::: Passage shown :::

It's weird how defining bv_and as an operator makes this much simpler. Why is this the case?

I have ANDN defined as a function and ANDN2 as an operator. They do the same thing but the proof fails on line <1>3 for ANDN . Under "Poorly Supported Tla Features" in the TLAPS Documentation page, it reads, "For records, the provers usually need to be told explicitly to use a fact of the form r.f = e even when they are given the fact r = [f |-> e, ...]." My guess is this poorly supported feature applies to functions as well because, in my case, the prover cannot see that:

PROVE [i \in 0..N |-> f[i] /\ g[i]] = [f_1, g_1 \in BVN |-> [i \in 0..N |-> f_1[i] /\ g_1[i]]] [f, g]

All it literally needs to do is apply the [f,g] to the function on the right side and see that it equals the left function.

BVN == [0..N -> {TRUE, FALSE}]

ANDN == [f,g \in BVN |-> [i \in 0..N |-> f[i] /\ g[i]]]

ANDN2(f,g) == [i \in 0..N |-> f[i] /\ g[i]]

**THEOREM** ANDN2_CORRECT==

\A f,g \in BVN : \A i \in 0..N :

ANDN2(f,g)[i] <=> f[i] /\ g[i]

**PROOF**

<1>1 **TAKE** f,g \in BVN

<1>2 **TAKE** i \in 0..N

<1>3 ANDN2(f,g)[i] <=> f[i] /\ g[i]

**BY** **DEF** BVN, ANDN2

<1> **QED** **BY** <1>3

**THEOREM** ANDN_CORRECT==

\A f,g \in BVN : \A i \in 0..N :

ANDN[f,g][i] <=> f[i] /\ g[i]

**PROOF**

<1>1 **TAKE** f,g \in BVN

<1>2 **TAKE** i \in 0..N

<1>3 ANDN[f,g][i] <=> f[i] /\ g[i] >>>>>>>>>>>>>>>>>>>> Fails Here

**BY** **DEF** BVN, ANDN

<1> **QED** **BY** <1>3

On Thursday, November 10, 2022 at 3:06:42 AM UTC-6 Stephan Merz wrote:

Before diving into subproofs, it is good practice to get the overall structure of the proof right: start by checking if you can prove the level-1 QED step from the preceding level-1 steps. In your case, since you are claiming an equivalence, you'll need both your step <1>3 and the reverse implication. Your step <1>4 should be one of several level-2 steps beneath step <1>3.Below is how I would set up the proof, for bit vectors of arbitrary (but fixed) length. Note that the assumption that N is a natural number is not needed for this proof but will probably be useful elsewhere.Stephan–––CONSTANT N

ASSUME NNat == N \in Nat

BVN == [1 .. N -> BOOLEAN]

bv_and(bv1, bv2) == [i \in 1 .. N |-> bv1[i] /\ bv2[i]]

THEOREM

ASSUME NEW bv1 \in BVN, NEW bv2 \in BVN, NEW i \in 1 .. N

PROVE bv_and(bv1, bv2)[i] <=> bv1[i] /\ bv2[i]

BY DEF BVN, bv_andOn 10 Nov 2022, at 04:58, Amjad Ali <amjad.h...@xxxxxxxxx> wrote:I've defined a 4 bit value as such:bv4 == [ 0..3 -> {TRUE,FALSE} ]

and a function that does an AND operation on two 4 bit values:

AND4 == [f,g \in bv4 |-> [i \in 0..3 |-> (i=0 /\ f[0] /\ g[0]) \/

(i=1 /\ f[1] /\ g[1]) \/

(i=2 /\ f[2] /\ g[2]) \/

(i=3 /\ f[3] /\ g[3]) ]]

This function should behave like any an AND operation in any assembly language. For example, AND 0b1010, 0b0010 == 0b0010

In TLA+, a 4-bit binary number is represented in a form of a function. So, AND4 takes in. two functions and outputs a function.

::: Data entries :::

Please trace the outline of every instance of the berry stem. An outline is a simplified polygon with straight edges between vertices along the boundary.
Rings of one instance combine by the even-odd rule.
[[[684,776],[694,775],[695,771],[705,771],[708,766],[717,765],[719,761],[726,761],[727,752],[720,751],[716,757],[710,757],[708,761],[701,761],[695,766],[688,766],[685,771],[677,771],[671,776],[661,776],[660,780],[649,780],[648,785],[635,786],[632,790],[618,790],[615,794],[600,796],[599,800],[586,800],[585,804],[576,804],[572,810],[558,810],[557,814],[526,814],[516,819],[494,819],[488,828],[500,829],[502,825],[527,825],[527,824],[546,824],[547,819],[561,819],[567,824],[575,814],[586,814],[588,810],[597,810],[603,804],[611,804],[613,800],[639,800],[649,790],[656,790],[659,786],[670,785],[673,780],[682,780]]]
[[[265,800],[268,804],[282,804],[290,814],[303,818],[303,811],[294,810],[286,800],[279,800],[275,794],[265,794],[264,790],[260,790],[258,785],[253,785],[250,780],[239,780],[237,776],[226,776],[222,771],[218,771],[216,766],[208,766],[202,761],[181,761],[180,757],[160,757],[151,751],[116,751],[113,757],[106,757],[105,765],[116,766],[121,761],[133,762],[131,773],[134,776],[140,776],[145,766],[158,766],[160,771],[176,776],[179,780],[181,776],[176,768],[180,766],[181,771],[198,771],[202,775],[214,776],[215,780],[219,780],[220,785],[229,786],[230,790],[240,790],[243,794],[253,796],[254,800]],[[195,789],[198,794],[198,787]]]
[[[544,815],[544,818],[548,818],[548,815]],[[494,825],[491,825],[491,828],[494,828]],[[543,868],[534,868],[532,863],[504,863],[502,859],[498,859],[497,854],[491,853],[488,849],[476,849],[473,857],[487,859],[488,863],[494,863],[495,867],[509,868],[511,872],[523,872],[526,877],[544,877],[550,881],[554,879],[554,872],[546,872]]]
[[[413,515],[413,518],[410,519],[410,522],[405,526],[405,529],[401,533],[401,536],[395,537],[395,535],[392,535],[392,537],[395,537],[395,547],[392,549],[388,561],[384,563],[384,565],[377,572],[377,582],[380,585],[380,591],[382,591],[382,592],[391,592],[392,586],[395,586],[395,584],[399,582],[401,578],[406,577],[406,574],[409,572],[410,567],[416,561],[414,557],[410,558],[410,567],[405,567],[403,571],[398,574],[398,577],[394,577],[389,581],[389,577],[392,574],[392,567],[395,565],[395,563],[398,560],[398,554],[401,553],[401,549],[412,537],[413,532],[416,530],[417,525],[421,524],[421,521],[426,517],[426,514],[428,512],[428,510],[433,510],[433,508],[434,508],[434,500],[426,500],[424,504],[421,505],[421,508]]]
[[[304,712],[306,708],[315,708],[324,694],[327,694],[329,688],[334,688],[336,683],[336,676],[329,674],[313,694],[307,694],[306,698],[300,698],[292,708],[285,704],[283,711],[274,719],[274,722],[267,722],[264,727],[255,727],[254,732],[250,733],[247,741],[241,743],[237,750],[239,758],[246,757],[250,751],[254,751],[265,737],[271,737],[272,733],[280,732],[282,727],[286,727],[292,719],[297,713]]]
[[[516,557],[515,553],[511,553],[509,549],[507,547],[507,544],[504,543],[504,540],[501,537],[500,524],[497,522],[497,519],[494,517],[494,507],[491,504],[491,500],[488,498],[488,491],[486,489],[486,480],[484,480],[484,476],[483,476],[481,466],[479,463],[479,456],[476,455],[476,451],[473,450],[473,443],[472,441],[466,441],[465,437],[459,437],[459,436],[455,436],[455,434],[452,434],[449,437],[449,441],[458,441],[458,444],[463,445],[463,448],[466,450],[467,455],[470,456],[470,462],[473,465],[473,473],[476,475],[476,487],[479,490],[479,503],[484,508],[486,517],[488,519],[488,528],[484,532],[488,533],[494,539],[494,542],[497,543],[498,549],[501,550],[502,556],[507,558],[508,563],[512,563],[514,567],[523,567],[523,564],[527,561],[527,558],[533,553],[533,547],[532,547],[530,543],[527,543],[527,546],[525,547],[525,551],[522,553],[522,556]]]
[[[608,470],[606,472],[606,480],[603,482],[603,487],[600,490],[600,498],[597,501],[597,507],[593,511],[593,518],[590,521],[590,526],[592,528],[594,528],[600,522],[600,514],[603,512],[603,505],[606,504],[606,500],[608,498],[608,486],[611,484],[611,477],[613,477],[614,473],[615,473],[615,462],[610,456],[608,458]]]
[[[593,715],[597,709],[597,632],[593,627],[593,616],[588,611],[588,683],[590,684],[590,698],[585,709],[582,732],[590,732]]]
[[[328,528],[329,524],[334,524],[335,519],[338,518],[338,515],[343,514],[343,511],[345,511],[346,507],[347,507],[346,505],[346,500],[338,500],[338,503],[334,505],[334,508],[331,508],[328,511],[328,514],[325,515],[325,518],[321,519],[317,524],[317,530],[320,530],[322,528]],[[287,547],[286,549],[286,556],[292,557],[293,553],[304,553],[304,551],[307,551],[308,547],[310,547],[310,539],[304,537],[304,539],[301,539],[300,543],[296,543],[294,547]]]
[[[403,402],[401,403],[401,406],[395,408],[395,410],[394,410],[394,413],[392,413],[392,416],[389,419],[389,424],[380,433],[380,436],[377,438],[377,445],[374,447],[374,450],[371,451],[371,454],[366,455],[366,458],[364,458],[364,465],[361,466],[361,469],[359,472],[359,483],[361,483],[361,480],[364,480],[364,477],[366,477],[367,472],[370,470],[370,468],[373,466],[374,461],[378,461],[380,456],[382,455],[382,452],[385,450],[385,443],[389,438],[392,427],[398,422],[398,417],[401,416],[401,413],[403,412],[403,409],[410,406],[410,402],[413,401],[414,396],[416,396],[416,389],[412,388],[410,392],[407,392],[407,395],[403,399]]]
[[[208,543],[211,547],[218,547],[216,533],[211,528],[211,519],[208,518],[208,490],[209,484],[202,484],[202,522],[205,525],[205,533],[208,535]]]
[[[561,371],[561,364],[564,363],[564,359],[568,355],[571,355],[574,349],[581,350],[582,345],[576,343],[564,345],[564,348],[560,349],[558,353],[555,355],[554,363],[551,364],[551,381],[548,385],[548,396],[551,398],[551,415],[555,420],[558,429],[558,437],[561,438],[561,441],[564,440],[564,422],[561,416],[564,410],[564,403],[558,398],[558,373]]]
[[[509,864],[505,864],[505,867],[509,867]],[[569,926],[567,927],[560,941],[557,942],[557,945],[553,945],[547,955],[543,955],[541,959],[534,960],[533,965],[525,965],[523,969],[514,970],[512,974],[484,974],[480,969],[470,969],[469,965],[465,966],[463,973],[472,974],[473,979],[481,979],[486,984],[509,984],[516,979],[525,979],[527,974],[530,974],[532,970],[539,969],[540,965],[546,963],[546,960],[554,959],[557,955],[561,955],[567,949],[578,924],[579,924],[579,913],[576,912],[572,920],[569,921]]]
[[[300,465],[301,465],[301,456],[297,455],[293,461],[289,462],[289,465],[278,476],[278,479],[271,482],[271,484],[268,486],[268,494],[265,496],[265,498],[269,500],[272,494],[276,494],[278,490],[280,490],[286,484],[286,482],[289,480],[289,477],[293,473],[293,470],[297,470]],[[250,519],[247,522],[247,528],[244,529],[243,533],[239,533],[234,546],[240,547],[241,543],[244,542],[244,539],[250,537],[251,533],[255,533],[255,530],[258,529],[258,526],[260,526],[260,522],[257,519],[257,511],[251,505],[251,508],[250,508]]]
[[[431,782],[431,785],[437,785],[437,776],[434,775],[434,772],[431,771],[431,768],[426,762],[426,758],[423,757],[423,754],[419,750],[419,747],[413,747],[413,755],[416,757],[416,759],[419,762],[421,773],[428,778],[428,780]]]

:::

Tasks and exercises:
(a) In the TLA+ proof thread, what is the name of the section of the TLAPS Documentation page that the poster quotes about records?
(b) Retype the portion of the TLA+ proof thread that begins at the words "(i=2 /\ f[2] /\ g[2])" and ends after the words "outputs a function.".
(c) Translate this sentence from the TLA+ proof thread into German: "In TLA+, a 4-bit binary number is represented in a form of a function."
The entries have no role in the work that is requested here.

Solutions:
(a) "Poorly Supported Tla Features."

(b)
(i=2 /\ f[2] /\ g[2]) \/

(i=3 /\ f[3] /\ g[3]) ]]

This function should behave like any an AND operation in any assembly language. For example, AND 0b1010, 0b0010 == 0b0010

In TLA+, a 4-bit binary number is represented in a form of a function. So, AND4 takes in. two functions and outputs a function.

(c) In TLA+ wird eine 4-Bit-Binärzahl in Form einer Funktion dargestellt.